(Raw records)

☆ ☆ ☆

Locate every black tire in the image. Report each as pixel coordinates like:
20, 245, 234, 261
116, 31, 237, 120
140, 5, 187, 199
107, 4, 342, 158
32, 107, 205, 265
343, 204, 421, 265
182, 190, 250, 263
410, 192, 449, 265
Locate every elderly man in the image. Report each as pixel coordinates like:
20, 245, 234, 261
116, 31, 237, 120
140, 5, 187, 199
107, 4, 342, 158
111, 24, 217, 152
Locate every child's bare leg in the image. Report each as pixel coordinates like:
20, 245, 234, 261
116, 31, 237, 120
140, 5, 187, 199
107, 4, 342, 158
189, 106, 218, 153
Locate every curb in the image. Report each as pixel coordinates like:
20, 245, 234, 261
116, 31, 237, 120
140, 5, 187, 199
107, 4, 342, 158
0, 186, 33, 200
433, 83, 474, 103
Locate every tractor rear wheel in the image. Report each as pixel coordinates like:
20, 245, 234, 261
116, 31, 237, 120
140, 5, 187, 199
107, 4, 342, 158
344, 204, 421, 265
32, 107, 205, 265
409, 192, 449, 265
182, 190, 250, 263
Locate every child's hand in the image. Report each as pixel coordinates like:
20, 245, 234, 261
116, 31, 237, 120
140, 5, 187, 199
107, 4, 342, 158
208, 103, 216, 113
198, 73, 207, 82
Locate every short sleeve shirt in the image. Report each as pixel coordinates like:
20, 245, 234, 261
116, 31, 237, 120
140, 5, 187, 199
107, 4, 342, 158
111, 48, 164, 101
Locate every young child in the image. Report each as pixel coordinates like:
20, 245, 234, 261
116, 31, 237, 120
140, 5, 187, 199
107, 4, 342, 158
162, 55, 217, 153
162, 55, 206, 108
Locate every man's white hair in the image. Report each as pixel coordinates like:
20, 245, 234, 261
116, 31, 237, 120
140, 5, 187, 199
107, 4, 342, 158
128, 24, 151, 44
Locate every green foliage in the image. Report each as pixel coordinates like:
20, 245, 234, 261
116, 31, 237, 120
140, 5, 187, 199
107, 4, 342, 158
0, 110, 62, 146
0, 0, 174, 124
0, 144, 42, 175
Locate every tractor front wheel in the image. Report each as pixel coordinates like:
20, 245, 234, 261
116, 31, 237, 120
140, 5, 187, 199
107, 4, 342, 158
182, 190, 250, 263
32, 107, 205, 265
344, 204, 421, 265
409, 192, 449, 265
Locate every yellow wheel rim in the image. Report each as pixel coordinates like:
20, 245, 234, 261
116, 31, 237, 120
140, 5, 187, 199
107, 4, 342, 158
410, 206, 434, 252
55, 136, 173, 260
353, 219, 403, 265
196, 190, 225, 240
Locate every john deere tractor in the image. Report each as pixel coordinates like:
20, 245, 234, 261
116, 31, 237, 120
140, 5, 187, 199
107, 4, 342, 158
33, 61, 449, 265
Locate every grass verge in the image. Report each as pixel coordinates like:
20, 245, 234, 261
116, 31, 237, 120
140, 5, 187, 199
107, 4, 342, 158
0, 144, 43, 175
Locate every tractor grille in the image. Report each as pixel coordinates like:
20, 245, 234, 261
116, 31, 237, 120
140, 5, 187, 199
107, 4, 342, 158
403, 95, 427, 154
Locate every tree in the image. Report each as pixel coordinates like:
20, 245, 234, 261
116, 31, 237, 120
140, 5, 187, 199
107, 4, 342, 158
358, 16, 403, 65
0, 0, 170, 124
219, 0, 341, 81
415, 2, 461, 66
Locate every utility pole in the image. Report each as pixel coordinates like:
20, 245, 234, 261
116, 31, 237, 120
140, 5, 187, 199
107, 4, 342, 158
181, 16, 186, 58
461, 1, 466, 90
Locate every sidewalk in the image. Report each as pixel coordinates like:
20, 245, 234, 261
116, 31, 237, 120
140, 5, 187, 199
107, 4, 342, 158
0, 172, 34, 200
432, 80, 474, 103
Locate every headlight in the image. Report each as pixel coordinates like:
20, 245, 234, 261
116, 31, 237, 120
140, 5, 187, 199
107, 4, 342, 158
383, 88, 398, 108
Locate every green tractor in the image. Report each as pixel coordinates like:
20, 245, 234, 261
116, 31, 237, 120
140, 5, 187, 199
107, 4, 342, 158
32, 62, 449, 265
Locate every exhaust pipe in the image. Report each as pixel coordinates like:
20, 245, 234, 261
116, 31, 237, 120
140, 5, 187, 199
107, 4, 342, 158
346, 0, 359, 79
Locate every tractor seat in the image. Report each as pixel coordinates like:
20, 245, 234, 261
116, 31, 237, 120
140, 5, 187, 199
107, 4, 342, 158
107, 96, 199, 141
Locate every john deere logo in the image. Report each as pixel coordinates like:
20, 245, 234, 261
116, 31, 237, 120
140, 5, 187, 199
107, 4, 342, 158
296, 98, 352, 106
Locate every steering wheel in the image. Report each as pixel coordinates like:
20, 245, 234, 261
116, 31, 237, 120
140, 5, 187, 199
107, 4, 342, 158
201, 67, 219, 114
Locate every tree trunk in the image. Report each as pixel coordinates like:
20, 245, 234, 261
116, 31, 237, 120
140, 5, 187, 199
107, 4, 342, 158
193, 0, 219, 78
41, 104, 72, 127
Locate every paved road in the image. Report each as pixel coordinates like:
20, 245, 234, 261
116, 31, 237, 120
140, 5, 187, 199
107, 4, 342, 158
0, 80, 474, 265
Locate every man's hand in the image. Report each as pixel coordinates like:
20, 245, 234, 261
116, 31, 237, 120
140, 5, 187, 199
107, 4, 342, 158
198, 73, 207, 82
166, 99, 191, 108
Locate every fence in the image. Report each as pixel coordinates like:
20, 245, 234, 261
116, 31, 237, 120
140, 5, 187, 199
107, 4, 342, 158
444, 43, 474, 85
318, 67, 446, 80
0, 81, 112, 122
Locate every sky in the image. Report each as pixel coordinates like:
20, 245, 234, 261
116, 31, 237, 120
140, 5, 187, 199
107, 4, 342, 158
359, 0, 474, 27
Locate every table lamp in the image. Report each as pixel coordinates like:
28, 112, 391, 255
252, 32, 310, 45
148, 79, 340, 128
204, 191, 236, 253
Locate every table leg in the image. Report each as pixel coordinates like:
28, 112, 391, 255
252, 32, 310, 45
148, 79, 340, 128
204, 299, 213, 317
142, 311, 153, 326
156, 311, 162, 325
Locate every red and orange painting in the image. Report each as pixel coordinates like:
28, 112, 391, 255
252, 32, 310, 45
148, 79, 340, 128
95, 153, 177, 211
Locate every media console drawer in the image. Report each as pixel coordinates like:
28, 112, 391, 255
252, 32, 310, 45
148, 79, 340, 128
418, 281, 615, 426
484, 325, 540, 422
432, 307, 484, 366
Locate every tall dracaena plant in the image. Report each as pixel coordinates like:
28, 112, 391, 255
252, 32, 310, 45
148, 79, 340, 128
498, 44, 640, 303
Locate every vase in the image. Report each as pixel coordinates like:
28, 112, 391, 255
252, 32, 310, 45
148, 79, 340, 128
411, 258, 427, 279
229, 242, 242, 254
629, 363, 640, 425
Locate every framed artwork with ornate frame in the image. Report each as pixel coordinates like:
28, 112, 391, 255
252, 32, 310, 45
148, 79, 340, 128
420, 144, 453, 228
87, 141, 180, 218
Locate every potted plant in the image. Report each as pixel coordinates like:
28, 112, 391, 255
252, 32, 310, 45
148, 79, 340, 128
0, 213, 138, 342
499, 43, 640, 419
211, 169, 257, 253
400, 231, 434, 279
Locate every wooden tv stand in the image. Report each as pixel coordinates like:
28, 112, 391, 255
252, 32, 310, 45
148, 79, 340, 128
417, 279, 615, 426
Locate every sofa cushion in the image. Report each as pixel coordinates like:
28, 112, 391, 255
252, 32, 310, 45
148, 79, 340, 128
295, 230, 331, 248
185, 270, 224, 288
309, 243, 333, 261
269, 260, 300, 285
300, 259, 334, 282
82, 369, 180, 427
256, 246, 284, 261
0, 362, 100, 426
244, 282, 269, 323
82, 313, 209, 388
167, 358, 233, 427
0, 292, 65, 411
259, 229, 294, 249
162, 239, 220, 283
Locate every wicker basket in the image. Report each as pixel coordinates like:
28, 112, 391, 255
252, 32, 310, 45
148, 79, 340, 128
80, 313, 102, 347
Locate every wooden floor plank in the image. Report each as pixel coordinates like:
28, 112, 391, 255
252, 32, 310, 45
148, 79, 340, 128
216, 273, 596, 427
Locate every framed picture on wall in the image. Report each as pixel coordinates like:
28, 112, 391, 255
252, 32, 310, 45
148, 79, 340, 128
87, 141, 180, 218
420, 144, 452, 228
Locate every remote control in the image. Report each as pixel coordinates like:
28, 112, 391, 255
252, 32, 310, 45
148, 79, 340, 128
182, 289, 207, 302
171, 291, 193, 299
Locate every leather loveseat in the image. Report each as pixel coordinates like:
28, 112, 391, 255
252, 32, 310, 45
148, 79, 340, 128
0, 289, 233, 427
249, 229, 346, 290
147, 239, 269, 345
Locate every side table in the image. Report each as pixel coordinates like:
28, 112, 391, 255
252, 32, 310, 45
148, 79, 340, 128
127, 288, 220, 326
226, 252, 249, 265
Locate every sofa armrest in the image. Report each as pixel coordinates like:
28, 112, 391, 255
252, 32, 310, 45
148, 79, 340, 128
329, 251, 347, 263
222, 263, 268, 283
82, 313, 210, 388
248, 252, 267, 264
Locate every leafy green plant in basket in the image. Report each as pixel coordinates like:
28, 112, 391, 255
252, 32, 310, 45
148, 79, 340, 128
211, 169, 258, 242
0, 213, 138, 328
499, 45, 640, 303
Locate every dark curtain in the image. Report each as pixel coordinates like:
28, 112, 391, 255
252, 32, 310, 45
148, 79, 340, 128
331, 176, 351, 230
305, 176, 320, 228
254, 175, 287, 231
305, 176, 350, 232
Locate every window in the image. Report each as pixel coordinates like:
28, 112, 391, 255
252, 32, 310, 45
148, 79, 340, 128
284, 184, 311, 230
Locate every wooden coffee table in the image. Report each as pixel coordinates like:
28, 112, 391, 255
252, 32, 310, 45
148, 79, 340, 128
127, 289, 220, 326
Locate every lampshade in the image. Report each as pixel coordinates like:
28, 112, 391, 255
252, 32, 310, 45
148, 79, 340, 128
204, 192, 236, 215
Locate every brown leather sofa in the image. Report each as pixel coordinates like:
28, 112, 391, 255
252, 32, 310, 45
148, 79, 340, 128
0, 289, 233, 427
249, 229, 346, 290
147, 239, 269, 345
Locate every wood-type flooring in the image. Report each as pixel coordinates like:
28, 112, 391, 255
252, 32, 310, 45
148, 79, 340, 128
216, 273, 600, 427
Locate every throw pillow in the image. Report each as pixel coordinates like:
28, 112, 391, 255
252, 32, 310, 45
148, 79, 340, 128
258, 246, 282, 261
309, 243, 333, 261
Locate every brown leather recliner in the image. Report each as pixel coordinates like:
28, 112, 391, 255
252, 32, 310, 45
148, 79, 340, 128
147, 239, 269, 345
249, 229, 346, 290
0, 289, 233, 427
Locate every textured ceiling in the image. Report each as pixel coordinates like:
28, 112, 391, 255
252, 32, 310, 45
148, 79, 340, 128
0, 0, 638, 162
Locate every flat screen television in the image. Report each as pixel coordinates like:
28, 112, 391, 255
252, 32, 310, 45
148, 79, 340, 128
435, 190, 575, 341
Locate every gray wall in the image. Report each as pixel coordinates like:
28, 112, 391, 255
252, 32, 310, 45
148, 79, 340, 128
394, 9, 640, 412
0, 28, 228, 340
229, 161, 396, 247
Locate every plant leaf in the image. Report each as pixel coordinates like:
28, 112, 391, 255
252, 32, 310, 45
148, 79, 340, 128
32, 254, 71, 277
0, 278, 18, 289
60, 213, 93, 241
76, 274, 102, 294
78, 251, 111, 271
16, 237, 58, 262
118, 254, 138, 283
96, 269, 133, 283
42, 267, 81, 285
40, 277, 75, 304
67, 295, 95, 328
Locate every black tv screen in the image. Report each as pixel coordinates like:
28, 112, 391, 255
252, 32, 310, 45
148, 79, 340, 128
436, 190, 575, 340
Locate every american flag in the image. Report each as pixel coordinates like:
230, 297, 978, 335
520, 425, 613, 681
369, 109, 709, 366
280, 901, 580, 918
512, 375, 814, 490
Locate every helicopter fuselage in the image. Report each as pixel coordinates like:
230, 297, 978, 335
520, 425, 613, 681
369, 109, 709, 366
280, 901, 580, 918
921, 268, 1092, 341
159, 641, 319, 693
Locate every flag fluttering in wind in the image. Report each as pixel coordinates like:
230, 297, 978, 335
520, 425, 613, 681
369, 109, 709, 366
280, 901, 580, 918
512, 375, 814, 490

☆ ☆ ☆

_TASK_. Please format the lines of the material above as a numbered list, starting at the line with "Locate every fence" and ending at the line with "156, 311, 162, 325", both included, and leave out any blank lines.

_SOLUTION TO THIS EXERCISE_.
1. Locate every fence in the image. Report each as pixel coordinates like:
2. 20, 245, 234, 261
3. 116, 31, 237, 120
4. 140, 5, 187, 199
5. 107, 4, 342, 158
6. 444, 43, 474, 85
7. 318, 67, 446, 80
8. 0, 81, 112, 122
9. Locate every sky in the image. Report each as pixel coordinates like:
10. 20, 245, 234, 261
11. 116, 31, 237, 120
12. 140, 5, 187, 199
13. 107, 4, 342, 158
14. 359, 0, 474, 27
15. Locate every table lamp in the image. Report each as pixel coordinates like:
16. 28, 112, 391, 255
17. 252, 32, 310, 45
18. 148, 79, 340, 128
19. 204, 191, 236, 253
20. Locate every table leg in the image. Report each as pixel coordinates like:
21. 28, 112, 391, 255
22. 252, 32, 310, 45
23. 148, 79, 340, 128
24. 204, 299, 213, 317
25. 142, 311, 153, 326
26. 156, 311, 162, 325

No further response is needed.